▸ **RECORDS TO USE**:
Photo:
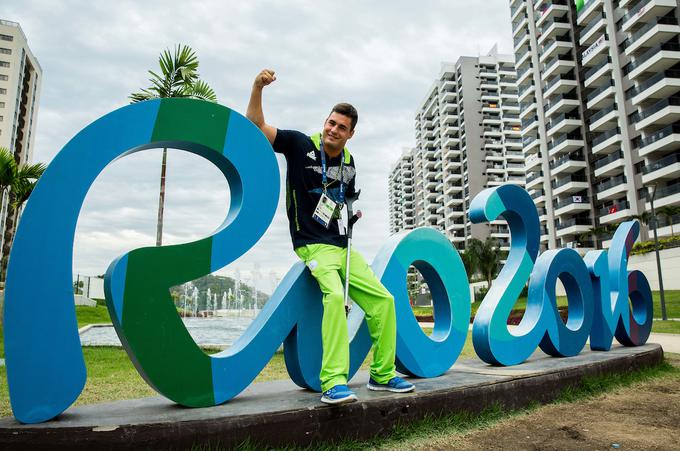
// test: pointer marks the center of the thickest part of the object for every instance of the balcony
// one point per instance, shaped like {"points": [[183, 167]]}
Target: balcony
{"points": [[573, 226], [534, 180], [603, 119], [551, 10], [565, 143], [569, 184], [560, 64], [557, 46], [609, 165], [654, 33], [551, 28], [644, 11], [567, 164], [607, 142], [660, 86], [533, 162], [572, 205], [559, 85], [598, 74], [614, 213], [590, 31], [613, 187], [525, 109], [564, 123], [595, 52], [667, 195], [664, 140], [590, 8], [530, 145], [600, 96], [667, 168], [524, 92], [561, 104], [663, 112]]}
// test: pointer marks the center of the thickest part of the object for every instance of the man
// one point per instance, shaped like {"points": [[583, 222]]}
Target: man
{"points": [[320, 175]]}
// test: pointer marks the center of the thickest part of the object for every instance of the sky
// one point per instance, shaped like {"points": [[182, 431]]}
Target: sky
{"points": [[380, 56]]}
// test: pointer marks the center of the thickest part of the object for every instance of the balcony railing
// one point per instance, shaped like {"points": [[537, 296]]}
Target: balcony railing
{"points": [[574, 221], [566, 96], [557, 79], [570, 157], [568, 179], [637, 62], [592, 24], [662, 163], [602, 113], [573, 135], [602, 162], [638, 34], [658, 135], [560, 118], [590, 72], [613, 208], [538, 194], [603, 186], [602, 137], [658, 106], [651, 82], [571, 200], [599, 91]]}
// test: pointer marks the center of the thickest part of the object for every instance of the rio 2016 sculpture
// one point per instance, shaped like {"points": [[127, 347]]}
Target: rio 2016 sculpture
{"points": [[45, 366]]}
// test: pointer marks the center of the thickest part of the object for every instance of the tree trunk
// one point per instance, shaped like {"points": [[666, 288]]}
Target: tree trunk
{"points": [[161, 201], [10, 229]]}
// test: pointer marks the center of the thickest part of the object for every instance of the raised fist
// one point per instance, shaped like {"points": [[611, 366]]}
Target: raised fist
{"points": [[264, 78]]}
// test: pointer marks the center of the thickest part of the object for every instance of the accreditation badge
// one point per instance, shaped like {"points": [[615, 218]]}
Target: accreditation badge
{"points": [[324, 210]]}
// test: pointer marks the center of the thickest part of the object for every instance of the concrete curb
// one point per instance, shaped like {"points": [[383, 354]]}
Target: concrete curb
{"points": [[277, 413]]}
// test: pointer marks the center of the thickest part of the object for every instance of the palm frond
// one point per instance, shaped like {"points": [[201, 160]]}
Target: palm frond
{"points": [[201, 90]]}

▸ **GOAL OF THE EXERCISE**: Update the listing above by replacing each "thickest part" with "widest part", leaving everything else unchanged. Omit the pictures from your output.

▸ **FINAL RESULT**:
Photo:
// test: pointer marks the center of the widest part of the object for every instance of the balcony
// one point per instance, shaped like {"points": [[183, 167]]}
Target: balcony
{"points": [[573, 226], [534, 180], [603, 119], [551, 10], [565, 143], [569, 184], [560, 64], [557, 46], [609, 165], [654, 33], [551, 28], [644, 11], [567, 164], [607, 142], [660, 86], [533, 162], [572, 205], [559, 85], [598, 74], [614, 213], [590, 31], [613, 187], [525, 109], [564, 123], [595, 52], [667, 195], [664, 140], [590, 8], [530, 145], [600, 96], [667, 168], [524, 92], [561, 104], [663, 112]]}
// test: pointer marks the center of the widest part of the object for every instance of the man
// one point per instance, shaped like {"points": [[583, 222]]}
Target: man
{"points": [[320, 175]]}
// test: pointer marks the center of the widest part of the object for every instance of the sky
// one point per instance, shaped like {"points": [[182, 431]]}
Target: sky
{"points": [[380, 56]]}
// test: pointer marks the center of the widest part of the object for every instance of the balcony railing
// one point per instance, shaped like {"points": [[537, 296]]}
Target: balcony railing
{"points": [[574, 221], [566, 96], [557, 79], [570, 157], [568, 179], [637, 62], [592, 24], [662, 163], [602, 113], [573, 135], [602, 162], [638, 34], [658, 135], [560, 118], [590, 72], [613, 208], [538, 194], [603, 186], [602, 137], [658, 106], [651, 82], [571, 200], [599, 91]]}
// test: pointer marks the center of the widest part of the object for every instance of the rio 2016 sculpture
// one point per instance, shaped like {"points": [[127, 347]]}
Target: rio 2016 sculpture
{"points": [[45, 366]]}
// test: pointer marks the center of the widest part of the object for every instance of the tree trunk
// one point per instance, shaped like {"points": [[666, 288]]}
Target: tree trunk
{"points": [[161, 201], [10, 229]]}
// test: pointer marks the center of the widest part of the object for every instance of the raised fist
// one point per instance, shaped like {"points": [[611, 366]]}
Target: raised fist
{"points": [[264, 78]]}
// test: pointer marks the center of the widest part of the object for every instance of the accreditation badge
// one point per instance, shaped like {"points": [[615, 218]]}
Target: accreditation badge
{"points": [[324, 210]]}
// test: pointer marks the center of the widest part of the object for every instance of the concrete curb
// one point per instance, shaped like {"points": [[383, 354]]}
Target: concrete curb
{"points": [[277, 413]]}
// test: pointer marks the center of the widest part of the object for every instance of the palm frond
// one point per instance, shaped like {"points": [[201, 160]]}
Target: palm frond
{"points": [[201, 90]]}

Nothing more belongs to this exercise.